Task statement
Copy exactly, and only, the lines from the one containing "Query: green hill" through the last line of the records below.

[Source records]

--------------------------------

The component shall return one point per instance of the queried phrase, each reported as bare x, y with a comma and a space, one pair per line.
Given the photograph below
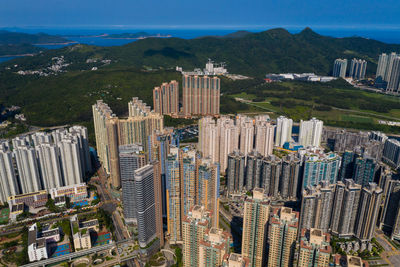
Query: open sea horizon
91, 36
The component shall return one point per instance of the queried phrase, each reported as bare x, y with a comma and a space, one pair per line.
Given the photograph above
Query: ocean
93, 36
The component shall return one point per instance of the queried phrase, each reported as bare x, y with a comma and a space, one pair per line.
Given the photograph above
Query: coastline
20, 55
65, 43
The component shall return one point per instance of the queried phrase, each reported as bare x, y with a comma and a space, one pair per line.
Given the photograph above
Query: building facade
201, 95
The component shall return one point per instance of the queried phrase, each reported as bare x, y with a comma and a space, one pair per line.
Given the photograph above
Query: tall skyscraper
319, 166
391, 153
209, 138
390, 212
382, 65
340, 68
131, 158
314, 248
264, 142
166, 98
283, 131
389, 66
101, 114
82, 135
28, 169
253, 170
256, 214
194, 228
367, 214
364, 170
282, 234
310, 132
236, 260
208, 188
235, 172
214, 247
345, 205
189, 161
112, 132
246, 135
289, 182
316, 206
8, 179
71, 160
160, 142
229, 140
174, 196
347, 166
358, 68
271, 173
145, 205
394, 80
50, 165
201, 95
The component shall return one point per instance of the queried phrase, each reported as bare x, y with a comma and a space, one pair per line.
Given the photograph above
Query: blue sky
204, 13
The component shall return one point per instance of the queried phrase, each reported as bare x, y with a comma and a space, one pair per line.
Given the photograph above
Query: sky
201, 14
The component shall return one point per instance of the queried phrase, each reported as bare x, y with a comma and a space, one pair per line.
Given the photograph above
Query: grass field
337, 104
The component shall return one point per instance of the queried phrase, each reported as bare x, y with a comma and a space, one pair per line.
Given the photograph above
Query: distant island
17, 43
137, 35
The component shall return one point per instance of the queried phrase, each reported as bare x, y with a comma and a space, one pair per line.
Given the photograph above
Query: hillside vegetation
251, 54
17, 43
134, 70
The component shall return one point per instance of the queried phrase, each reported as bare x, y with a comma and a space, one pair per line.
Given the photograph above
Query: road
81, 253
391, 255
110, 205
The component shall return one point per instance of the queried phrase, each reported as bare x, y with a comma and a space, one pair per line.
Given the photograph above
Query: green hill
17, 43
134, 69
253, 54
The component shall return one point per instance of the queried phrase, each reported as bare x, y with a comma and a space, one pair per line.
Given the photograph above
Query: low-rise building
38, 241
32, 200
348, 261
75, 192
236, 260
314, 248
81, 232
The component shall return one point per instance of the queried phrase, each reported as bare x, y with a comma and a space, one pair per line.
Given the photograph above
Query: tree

--------------------------------

Response for this exercise
Query: green hill
17, 43
134, 69
253, 54
The component shall return one point per instance of the queried phrase, each reported as bare x, y with a comma and a space, one pair per line.
Given the photograph above
Query: low-rise building
38, 241
32, 200
348, 261
75, 192
236, 260
314, 248
81, 232
The component shall return one point per instance of the queried phrase, each reported as bare x, y with a comma and a space, one pair per line.
Given the photograph above
Query: tree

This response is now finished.